- **Exercise instructions**
Reproduce the following records verbatim, keeping every line as it appears.

- **Supplied material**
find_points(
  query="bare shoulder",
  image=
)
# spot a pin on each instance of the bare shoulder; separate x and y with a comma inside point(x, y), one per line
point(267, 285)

- **Result of this task**
find_points(
  query="bare shoulder",
  image=
)
# spot a pin on each instance of the bare shoulder; separate x and y with a comma inside point(x, y), one per line
point(267, 285)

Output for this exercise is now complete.